**The problem:** The data beneath this task has to be reprinted character for character.

**Input for this task:**

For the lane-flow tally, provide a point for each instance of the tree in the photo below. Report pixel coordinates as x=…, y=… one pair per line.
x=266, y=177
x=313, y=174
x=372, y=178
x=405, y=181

**Exercise output:**
For the lane-flow tally, provide a point for each instance of the tree in the photo below. Report pixel coordinates as x=…, y=… one pair per line.
x=266, y=177
x=313, y=174
x=372, y=178
x=405, y=181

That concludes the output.